### Brief
Can you repeat all of the data below, line for line, without changing a character?

### Data for the task
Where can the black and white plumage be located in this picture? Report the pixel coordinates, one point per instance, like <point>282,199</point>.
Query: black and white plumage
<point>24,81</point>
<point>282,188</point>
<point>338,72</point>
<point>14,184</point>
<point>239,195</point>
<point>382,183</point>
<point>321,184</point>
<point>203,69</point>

### Final result
Where can the black and white plumage be located in this picture? Report the pixel coordinates, one point per instance, like <point>282,199</point>.
Query: black and white plumage
<point>24,81</point>
<point>282,188</point>
<point>338,72</point>
<point>14,184</point>
<point>239,195</point>
<point>382,183</point>
<point>321,184</point>
<point>203,69</point>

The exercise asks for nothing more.